Consignes:
(1) Indiquez si chacune des affirmations suivantes concorde avec le texte sur Jean-Paul II, par oui ou par non, en citant à l’identique les mots décisifs du texte : (a) Jean-Paul II a visité le monde entier ; (b) le Dimanche des Rameaux, il tenait une branche d’olivier à la main ; (c) la bénédiction du Dimanche de Pâques a été prononcée à voix haute.
(2) Transcrivez le passage du texte sur Jean-Paul II allant de « Pour entrer dans » jusqu’à « ami et père. ».

Texte de lecture:

==*==

Pour entrer dans la semaine sainte, nous vous proposons quelques lignes de Benoît XVI livrant la profondeur du chemin pascal de Jean-Paul II, son ami et père.

 

 

De grands événements se trouvent derrière nous, qui ont profondément marqué la vie de l’Eglise. Je pense tout d’abord à la disparition de notre bien-aimé Saint-Père Jean-Paul II, précédée par un long chemin de souffrance et de perte progressive de la parole. Aucun Pape ne nous a laissé une quantité de textes semblable à celle qu’il nous a laissée; aucun Pape auparavant n’a pu visiter, comme lui, le monde entier et parler de manière directe aux hommes de tous les continents. Mais à la fin, il a dû supporter un chemin de souffrance et de silence. Les images du Dimanche des Rameaux, alors qu’avec une branche d’olivier à la main, marqué par la douleur, il se tenait à la fenêtre et nous donnait la Bénédiction du Seigneur qui s’apprêtait à marcher vers la Croix, restent pour nous inoubliables. Il y a ensuite l’image où, dans sa Chapelle privée, tenant le Crucifix à la main, il participait à la Via Crucis au Colisée, là où il avait tant de fois guidé la procession, en portant lui-même la Croix. Enfin, la bénédiction muette du Dimanche de Pâques, au cours de laquelle, à travers toute la douleur, nous avons vu resplendir la promesse de la résurrection, de la vie éternelle.

==*==

Données fournies:
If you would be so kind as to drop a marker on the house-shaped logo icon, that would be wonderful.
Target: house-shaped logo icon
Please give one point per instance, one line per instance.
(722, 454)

==*==

Corrigé:
(1)
(a) Oui : « aucun Pape auparavant n’a pu visiter, comme lui, le monde entier »
(b) Oui : « avec une branche d’olivier à la main »
(c) Non : « la bénédiction muette du Dimanche de Pâques »

(2)
Pour entrer dans la semaine sainte, nous vous proposons quelques lignes de Benoît XVI livrant la profondeur du chemin pascal de Jean-Paul II, son ami et père.